_Exercise_.
Count how many lines of the material below contain the word "Return", with case counting. Reply with the number only.

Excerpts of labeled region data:
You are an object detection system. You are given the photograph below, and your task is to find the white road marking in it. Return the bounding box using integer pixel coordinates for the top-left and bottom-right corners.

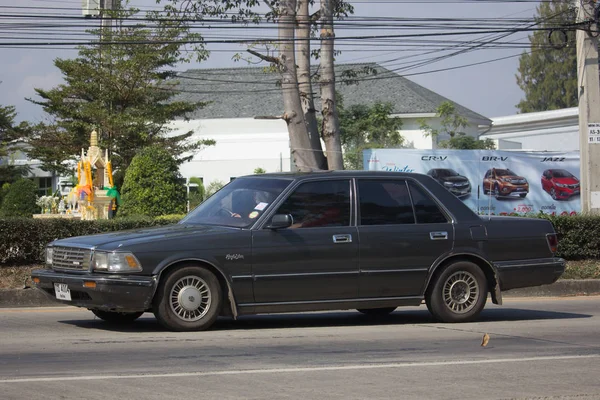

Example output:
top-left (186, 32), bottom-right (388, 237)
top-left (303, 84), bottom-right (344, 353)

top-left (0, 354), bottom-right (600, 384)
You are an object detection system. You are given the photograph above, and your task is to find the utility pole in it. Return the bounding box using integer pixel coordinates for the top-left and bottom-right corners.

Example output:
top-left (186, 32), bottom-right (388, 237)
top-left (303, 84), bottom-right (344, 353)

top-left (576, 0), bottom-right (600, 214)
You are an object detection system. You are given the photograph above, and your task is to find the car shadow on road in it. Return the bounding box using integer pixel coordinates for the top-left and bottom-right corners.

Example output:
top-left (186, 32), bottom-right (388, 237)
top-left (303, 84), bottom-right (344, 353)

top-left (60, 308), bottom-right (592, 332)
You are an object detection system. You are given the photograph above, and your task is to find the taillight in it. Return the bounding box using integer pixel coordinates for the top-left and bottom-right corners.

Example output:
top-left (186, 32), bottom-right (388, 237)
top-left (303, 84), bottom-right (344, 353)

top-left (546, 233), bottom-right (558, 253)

_Task result_.
4